(Detection annotation records)
-- -- --
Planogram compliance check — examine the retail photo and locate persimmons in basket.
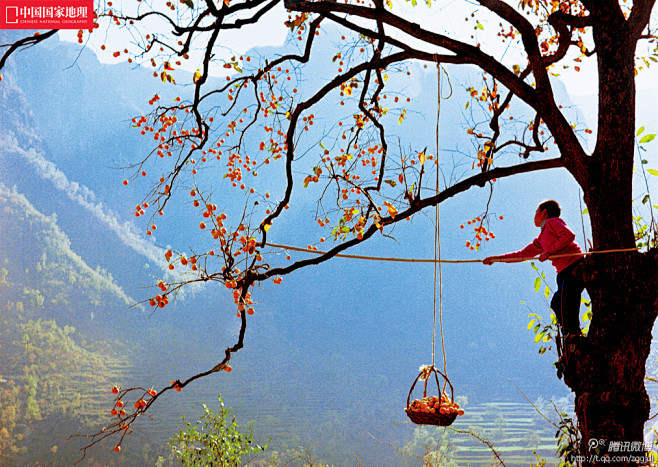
[408,393,464,415]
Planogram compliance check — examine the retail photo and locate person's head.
[535,199,561,227]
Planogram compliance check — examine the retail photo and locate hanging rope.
[265,243,640,264]
[432,63,448,375]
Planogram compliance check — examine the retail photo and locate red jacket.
[498,217,582,272]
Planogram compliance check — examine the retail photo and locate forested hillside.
[0,186,132,465]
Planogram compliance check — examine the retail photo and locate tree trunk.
[561,22,658,466]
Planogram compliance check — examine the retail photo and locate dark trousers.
[551,259,585,336]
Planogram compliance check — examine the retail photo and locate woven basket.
[404,366,457,426]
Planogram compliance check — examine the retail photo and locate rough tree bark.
[563,7,658,465]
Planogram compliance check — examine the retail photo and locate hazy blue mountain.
[0,27,608,465]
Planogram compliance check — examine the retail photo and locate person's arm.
[482,239,544,265]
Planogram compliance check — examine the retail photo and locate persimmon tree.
[3,0,657,465]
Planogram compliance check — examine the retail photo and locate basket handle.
[407,366,455,407]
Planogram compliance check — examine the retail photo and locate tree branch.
[0,29,59,70]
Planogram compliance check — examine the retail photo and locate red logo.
[0,0,94,29]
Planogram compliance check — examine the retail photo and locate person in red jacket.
[483,200,585,337]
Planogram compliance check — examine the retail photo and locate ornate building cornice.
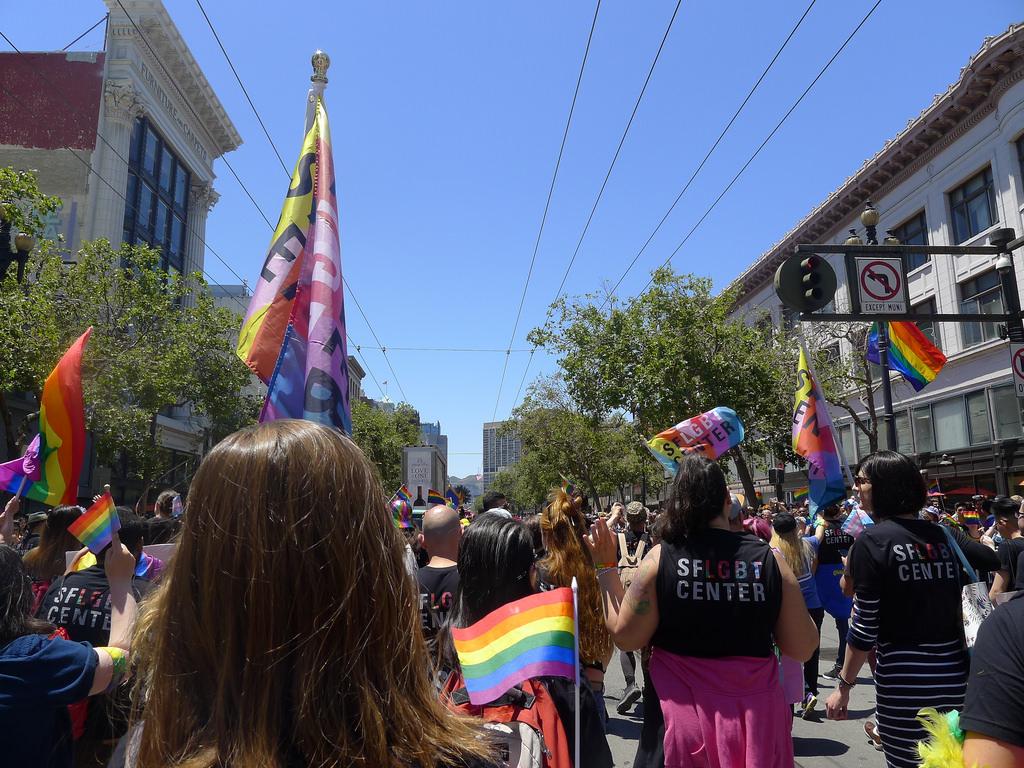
-- -- --
Could you put all of the data above into a Markdown table with the columns "No." and "Line", one numbered row per line, skipping blank lines and leaving out the pictures?

### Task output:
| No. | Line |
|---|---|
| 1 | Planogram compliance check — examine the retail photo and locate persimmons in basket. |
| 2 | [408,393,464,415] |
| 3 | Planogram compliance check — examine the retail photo and locate person's head. |
| 4 | [535,199,561,227] |
| 5 | Planogram compliance check — examine the retail photo and locate hanging rope. |
| 6 | [265,243,640,264] |
| 7 | [432,63,448,375] |
| 8 | Planogram compliance check — examine the retail photo and locate red jacket. |
| 9 | [498,217,582,272] |
| 10 | Planogram compliance check — examine the retail photo and locate forested hillside. |
| 11 | [0,186,132,465] |
| 12 | Planogram compliance check — examine the retail photo and locate tree trunk. |
| 13 | [561,22,658,466] |
| 14 | Planogram compliance check — examine the retail photo and locate dark trousers. |
| 15 | [551,259,585,336] |
| 16 | Planogram compliance check — examine the retail photo and locate woven basket. |
| 17 | [404,366,457,426] |
| 18 | Planogram compliance check — examine the retail photo and locate rough tree bark. |
| 19 | [563,7,658,465] |
| 20 | Planogram compliance check — examine the retail photo and locate hazy blue mountain. |
| 21 | [0,27,608,465] |
| 22 | Planogram compliance check — examine the retail photo and locate person's arm. |
| 23 | [482,239,544,265] |
| 24 | Planogram compliance check — examine the retail photo and locate persimmon tree. |
| 25 | [3,0,657,465] |
| 26 | Planogram compliance check — examine the retail photo and locate basket handle. |
| 27 | [407,366,455,407] |
| 28 | Planogram compliance check — examine the retail photo and locate tree branch. |
| 29 | [0,29,59,70] |
| 30 | Planogram compliance check — examine the retail photo and locate red logo. |
| 31 | [0,0,94,29] |
| 32 | Planogram compliance check — examine the retail photo and locate person in red jacket. |
| 33 | [483,200,585,337] |
| 34 | Planogram compliance check — examine the retail photo and locate ornate building cornice. |